AIM OF THE TASK:
Only the lines holding "batten" are wanted here; copy each from the listing.

PROVIDED RECORDS:
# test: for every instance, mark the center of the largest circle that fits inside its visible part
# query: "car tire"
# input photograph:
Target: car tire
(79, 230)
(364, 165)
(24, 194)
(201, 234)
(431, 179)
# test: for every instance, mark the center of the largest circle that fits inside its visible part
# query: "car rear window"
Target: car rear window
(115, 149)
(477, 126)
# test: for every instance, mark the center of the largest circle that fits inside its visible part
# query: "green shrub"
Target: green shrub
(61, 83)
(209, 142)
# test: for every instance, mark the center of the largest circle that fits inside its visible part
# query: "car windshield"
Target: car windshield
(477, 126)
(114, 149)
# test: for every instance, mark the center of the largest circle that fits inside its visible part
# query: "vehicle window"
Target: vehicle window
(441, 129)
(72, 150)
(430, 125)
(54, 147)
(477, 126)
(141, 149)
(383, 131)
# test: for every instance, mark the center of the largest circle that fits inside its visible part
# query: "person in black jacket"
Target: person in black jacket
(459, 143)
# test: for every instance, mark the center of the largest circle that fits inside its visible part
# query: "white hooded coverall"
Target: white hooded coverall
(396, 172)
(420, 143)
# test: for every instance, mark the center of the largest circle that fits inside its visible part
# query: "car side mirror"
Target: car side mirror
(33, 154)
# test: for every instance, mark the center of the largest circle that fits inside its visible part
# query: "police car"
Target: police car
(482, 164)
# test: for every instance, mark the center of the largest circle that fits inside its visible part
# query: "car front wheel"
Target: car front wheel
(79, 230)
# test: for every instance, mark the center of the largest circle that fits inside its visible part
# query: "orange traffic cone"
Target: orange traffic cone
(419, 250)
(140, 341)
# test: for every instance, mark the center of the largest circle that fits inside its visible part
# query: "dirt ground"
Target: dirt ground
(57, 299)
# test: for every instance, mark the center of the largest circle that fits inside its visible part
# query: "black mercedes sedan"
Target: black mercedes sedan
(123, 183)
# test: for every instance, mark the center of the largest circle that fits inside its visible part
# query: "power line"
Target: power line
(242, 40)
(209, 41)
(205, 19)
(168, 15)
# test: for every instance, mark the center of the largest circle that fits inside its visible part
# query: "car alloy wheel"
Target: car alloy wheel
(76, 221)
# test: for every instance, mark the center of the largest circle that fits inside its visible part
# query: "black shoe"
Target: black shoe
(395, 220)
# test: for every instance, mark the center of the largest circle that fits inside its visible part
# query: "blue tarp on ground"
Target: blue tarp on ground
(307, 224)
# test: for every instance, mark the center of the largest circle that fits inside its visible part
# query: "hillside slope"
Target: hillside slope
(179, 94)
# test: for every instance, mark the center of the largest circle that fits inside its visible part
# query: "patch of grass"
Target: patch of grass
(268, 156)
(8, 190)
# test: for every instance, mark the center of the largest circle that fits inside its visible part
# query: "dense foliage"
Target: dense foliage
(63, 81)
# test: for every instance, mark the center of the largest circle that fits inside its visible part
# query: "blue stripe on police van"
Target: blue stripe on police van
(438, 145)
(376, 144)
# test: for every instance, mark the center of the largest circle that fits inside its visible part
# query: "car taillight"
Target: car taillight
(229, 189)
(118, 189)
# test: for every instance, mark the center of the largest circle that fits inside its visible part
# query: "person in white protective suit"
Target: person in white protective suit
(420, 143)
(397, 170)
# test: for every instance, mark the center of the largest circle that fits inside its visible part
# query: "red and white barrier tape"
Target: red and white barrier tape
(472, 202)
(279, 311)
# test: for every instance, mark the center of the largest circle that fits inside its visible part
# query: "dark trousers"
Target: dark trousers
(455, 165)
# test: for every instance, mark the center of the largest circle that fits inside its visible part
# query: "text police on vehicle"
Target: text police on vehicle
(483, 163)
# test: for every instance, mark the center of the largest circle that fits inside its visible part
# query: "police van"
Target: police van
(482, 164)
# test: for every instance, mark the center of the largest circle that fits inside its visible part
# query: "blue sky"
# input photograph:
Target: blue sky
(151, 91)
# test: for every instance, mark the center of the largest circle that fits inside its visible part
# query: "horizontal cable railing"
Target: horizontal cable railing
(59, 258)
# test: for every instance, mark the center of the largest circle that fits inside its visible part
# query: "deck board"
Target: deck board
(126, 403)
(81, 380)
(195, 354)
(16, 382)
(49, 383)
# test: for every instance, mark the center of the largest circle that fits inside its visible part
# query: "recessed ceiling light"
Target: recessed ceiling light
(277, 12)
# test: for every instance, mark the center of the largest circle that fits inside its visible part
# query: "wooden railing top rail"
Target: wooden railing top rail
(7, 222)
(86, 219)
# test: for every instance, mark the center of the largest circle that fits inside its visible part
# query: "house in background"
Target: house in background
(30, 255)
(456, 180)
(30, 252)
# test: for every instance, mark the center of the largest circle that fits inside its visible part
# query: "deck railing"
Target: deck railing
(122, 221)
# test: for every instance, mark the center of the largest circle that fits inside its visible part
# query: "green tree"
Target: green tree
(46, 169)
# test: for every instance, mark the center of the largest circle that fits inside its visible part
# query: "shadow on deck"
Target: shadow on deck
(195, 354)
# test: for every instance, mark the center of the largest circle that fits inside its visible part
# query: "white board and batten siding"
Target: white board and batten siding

SOLVED EXERCISE:
# query: "white board and batten siding"
Target: white board and batten siding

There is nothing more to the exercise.